Tasks for this exercise ->
a - List every topic in the bullet list of the May 2023 Business & Technology Newsletter that appears below the line "IN THIS BUSINESS & TECHNOLOGY NEWSLETTER:".
b - Write out the part of the May 2023 Business & Technology Newsletter starting at "Hi! Welcome to" and ending at "out of control?", switching "Google" to "Alphabet" each time it occurs.
c - Pick up the May 2023 Business & Technology Newsletter after its final sentence and continue writing it.

MAY 2023

May 2023 – Google I/O 2023, AI and law, AI hallucination

Hi! Welcome to the next edition of our Business & Technology Newsletter! ✨ This month’s news are going to be more focused – you guessed it – on AI. We will talk more about new advancements in the “AI war” between Open AI and Google, new interesting uses of AI and the dangers that come with “hallucination”.

IN THIS BUSINESS & TECHNOLOGY NEWSLETTER:
  • The launch of Google Bard for 180+ countries
  • AI in law enforcement
  • Is AI out of control?
  • The different dangers of AI hallucination
MAY 2023

CEO PERSPECTIVE – Krzysztof Goworek

🧠 Obviously, among Google’s new products and features, the flagship event strongly focused on AI and Google Bard. One of the most important announcements – Google Bard is now available in more countries.

It’s been less than two months since we launched Bard, our experiment that lets you collaborate with generative AI, and I’m amazed to see the creative and imaginative ways people have interacted with it. (I, for one, have gotten some really fun ideas to help teach my 7-year old fractions!) Since we rolled out Bard — initially in the U.S. and the U.K. — we’ve gotten quite a bit of feedback and have adapted quickly to make your experience with it even better. We recently moved Bard to PaLM 2, a far more capable large language model, which has enabled many of our recent improvements — including advanced math and reasoning skills and coding capabilities. In the past few weeks, coding has already become one of the most popular things people do with Bard. Sissie Hsiao
GOOGLE

The availability of Google AI tool was one of the things that caused a rift between ChatGPT – will it be one of the moves that will put Google’s assistant on top of the game?

👮👮 Writing essays for your class is not the only thing that AI can help in.

The UK police took an interesting approach of using the new wonders of AI tech to catch those pesky drivers who can stop throwing their garbage on the highways from their cars.

AI cameras are being set up on some UK highways to stop drivers from throwing trash out of their car windows. The AI-powered cameras will be installed in British lay-bys in the coming weeks in an attempt to catch drivers who litter, The Metro reported. Offenders could be fined up to £100, or $126, according to the news outlet. The initiative is being run as part of a trial by National Highways, a body that was set up to maintain and improve major roads. It will work in collaboration with a subsidiary of East Hampshire County council, per The Metro. The cameras would be able to automatically send the images to enforcers, meaning officers would no longer have to look through hours of CCTV footage, the publication added. Beatrice Nolan
BUSINESS INSIDER

It will be interesting to see whether it will improve police efficiency in resolving this issue and open-up the floodgates in using AI for law enforcement.

Data under study ->
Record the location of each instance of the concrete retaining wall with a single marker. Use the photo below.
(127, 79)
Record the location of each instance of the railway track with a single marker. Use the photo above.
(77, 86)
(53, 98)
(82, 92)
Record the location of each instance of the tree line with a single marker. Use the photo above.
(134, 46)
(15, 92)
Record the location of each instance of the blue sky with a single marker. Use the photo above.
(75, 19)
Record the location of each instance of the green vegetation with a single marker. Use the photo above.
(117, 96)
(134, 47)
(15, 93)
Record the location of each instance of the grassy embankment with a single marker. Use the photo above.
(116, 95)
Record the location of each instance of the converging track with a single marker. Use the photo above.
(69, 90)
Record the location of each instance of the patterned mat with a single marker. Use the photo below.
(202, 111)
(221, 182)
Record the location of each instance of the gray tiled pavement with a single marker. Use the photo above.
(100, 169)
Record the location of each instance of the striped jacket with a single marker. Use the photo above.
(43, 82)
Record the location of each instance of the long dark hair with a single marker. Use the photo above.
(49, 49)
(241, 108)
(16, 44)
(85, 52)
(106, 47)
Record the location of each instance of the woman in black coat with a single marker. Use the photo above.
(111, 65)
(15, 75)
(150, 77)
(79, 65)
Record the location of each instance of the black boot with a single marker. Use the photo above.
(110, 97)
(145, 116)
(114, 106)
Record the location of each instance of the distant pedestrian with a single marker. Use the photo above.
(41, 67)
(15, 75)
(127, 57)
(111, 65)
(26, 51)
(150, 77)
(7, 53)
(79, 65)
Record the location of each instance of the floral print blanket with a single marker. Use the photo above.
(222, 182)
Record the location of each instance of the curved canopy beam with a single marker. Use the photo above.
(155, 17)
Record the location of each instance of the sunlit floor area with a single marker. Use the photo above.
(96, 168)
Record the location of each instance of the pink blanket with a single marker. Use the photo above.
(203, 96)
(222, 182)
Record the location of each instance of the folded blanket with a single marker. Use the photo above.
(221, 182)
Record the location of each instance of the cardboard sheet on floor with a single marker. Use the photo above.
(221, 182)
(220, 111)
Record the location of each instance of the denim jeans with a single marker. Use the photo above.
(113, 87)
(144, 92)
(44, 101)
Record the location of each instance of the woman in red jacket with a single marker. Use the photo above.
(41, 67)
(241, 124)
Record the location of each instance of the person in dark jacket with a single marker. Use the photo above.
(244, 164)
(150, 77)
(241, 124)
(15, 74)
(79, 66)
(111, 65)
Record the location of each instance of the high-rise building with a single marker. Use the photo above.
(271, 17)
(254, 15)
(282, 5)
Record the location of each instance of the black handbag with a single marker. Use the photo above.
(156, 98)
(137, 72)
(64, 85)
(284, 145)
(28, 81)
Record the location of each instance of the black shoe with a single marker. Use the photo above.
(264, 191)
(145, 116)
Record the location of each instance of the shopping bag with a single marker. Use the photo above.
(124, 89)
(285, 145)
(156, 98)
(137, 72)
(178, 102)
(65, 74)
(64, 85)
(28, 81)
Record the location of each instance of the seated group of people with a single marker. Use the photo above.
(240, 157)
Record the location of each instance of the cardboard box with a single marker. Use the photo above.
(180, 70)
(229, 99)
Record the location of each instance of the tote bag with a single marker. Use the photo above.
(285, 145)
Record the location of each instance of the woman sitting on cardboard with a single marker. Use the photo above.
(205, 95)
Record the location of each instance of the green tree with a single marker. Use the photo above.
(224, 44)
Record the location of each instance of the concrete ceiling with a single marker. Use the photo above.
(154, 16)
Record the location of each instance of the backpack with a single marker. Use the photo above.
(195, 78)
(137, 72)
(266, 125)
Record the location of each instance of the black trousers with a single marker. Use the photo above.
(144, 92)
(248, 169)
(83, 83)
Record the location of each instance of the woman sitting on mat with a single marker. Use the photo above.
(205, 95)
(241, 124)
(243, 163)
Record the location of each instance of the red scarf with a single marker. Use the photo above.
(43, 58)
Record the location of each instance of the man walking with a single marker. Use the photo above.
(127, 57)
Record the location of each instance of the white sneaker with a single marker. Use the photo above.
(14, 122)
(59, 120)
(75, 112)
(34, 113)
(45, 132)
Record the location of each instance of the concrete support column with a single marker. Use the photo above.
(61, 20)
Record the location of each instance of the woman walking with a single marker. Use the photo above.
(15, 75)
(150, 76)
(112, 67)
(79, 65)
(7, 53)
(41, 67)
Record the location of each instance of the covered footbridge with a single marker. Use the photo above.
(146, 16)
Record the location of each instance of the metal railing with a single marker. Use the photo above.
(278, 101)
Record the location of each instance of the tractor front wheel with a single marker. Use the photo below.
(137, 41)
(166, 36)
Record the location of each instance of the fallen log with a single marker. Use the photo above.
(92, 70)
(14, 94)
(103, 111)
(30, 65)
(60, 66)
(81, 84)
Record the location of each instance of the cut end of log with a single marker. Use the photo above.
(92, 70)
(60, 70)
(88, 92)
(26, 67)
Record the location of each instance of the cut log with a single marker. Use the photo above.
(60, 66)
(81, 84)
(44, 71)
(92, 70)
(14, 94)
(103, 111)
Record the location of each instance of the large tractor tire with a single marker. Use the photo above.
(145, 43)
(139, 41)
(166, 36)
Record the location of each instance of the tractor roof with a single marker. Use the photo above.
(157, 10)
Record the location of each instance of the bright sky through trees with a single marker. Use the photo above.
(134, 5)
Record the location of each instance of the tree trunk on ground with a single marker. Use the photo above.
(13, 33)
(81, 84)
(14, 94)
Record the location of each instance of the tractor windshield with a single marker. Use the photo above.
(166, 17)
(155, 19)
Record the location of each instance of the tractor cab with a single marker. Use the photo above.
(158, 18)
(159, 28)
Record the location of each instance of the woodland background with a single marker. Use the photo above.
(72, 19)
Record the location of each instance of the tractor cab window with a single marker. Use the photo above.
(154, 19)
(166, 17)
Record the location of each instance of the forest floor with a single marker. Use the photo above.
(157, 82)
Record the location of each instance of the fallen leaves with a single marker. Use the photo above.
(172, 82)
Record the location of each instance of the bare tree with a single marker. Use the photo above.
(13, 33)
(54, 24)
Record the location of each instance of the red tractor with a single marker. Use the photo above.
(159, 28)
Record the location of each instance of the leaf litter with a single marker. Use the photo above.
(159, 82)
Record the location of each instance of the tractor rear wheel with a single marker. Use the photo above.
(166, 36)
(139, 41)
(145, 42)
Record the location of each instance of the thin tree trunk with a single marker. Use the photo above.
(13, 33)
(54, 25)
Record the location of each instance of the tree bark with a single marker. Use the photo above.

---

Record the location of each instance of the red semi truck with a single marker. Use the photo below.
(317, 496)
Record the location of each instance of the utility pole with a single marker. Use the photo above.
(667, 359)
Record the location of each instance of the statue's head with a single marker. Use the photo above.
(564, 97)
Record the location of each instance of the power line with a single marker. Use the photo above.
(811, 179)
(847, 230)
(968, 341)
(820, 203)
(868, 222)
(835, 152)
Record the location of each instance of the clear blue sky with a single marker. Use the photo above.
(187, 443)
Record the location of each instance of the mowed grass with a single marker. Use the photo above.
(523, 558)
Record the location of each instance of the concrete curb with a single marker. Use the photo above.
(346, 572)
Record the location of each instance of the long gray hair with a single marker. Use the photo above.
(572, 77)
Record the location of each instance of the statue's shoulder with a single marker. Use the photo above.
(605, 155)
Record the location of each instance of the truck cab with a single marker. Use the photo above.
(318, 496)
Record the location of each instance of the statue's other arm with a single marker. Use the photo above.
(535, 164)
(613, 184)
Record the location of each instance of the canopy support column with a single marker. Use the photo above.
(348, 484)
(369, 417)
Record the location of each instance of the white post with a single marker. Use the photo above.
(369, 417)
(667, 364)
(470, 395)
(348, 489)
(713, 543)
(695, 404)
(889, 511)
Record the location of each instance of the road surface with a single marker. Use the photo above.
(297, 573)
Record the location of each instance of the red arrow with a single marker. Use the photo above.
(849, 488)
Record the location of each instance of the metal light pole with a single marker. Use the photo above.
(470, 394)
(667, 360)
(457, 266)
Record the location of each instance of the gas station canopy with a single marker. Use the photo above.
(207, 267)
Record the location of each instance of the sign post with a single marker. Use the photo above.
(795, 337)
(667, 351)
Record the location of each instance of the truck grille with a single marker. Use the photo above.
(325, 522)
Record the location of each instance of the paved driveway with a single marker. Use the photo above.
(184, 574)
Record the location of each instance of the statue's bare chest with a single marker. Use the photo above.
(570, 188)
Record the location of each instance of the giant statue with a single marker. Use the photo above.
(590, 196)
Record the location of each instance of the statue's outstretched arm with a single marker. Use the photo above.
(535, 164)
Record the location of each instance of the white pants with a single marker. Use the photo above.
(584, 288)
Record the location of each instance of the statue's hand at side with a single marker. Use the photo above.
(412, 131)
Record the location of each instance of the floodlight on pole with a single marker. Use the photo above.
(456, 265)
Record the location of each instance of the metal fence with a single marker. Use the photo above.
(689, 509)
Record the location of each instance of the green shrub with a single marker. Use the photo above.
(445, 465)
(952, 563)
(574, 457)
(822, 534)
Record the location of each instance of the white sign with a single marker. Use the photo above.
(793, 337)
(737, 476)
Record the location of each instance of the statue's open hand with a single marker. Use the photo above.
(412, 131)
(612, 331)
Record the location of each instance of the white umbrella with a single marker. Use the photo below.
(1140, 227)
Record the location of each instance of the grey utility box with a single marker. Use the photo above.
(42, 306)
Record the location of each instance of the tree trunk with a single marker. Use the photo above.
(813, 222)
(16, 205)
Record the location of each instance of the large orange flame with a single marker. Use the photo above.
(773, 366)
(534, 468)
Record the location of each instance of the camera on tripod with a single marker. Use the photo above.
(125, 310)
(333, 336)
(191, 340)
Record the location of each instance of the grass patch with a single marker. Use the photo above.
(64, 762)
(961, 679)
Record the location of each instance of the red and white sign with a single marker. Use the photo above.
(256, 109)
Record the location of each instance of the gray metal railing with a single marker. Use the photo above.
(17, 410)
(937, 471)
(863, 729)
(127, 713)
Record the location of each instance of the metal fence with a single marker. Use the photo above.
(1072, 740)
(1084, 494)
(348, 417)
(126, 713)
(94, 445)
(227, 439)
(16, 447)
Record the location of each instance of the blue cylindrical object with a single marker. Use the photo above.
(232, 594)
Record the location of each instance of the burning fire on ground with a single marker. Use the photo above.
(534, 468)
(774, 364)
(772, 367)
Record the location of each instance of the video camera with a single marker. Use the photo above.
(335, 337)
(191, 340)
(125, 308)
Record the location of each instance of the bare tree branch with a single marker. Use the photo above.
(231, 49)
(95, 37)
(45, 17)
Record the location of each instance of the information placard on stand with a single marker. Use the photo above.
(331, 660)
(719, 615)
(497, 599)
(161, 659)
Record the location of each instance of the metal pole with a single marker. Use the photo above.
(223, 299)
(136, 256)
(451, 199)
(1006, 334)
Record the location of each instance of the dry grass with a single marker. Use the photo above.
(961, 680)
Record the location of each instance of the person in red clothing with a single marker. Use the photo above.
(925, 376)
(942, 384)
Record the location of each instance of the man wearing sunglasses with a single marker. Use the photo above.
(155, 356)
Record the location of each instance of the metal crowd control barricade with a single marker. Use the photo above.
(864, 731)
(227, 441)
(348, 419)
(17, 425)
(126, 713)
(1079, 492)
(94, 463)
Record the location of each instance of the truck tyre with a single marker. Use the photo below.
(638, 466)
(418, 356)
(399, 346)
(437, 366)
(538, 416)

Expected outputs ->
a -
- The launch of Google Bard for 180+ countries
- AI in law enforcement
- Is AI out of control?
- The different dangers of AI hallucination

b -
Hi! Welcome to the next edition of our Business & Technology Newsletter! ✨ This month’s news are going to be more focused – you guessed it – on AI. We will talk more about new advancements in the “AI war” between Open AI and Alphabet, new interesting uses of AI and the dangers that come with “hallucination”.

IN THIS BUSINESS & TECHNOLOGY NEWSLETTER:
  • The launch of Alphabet Bard for 180+ countries
  • AI in law enforcement
  • Is AI out of control?

c -
🛑 Is AI too advanced for our own well-being? According to tech gurus like Elon Musk, Steve Wozniak and Yoshua Bengio we should maybe stop and calmly reconsider this case…for at least 6 months.

A score of tech pioneers have signed an open letter calling for a halt to advanced artificial intelligence (AI) development.
The open letter from the Future of Life Institute has received more than 1,100 signatories including Elon Musk, Turing Award-winner Yoshua Bengio, and Steve Wozniak.
It calls for an “immediate pause” on the “training of AI systems more powerful than GPT-4″ for at least six months.
According to the institute, the call to action comes in direct response to the rapid acceleration of generative AI technologies currently being rolled out by major industry players such as Microsoft and Google. Ross Kelly
ITPRO

✍️ Speaking of dangers and “bracing for impact as a society” – there is a need to talk about AI hallucination. As much as ChatGPT looks like genius tech magic, it can also get some things wrong…

It all starts with the case in question, Mata v. Avianca. According to the New York Times, an Avianca customer named Roberto Mata was suing the airline after a serving cart injured his knee during a flight. Avianca attempted to get a judge to dismiss the case. In response, Mata’s lawyers objected and submitted a brief filled with a slew of similar court decisions in the past. And that’s where ChatGPT came in. Schwartz, Mata’s lawyer who filed the case in state court and then provided legal research once it was transferred to Manhattan federal court, said he used OpenAI’s popular chatbot in order to “supplement” his own findings.

ChatGPT provided Schwartz with multiple names of similar cases: Varghese v. China Southern Airlines, Shaboon v. Egyptair, Petersen v. Iran Air, Martinez v. Delta Airlines, Estate of Durden v. KLM Royal Dutch Airlines, and Miller v. United Airlines.

The problem? ChatGPT completely made up all those cases. They do not exist. Matt Binder
MASHABLE.COM

IN THIS BUSINESS & TECHNOLOGY NEWSLETTER:
  • The launch of Google Bard for 180+ countries
  • AI in law enforcement
  • Is AI out of control?
  • The different dangers of AI hallucination
Liked it?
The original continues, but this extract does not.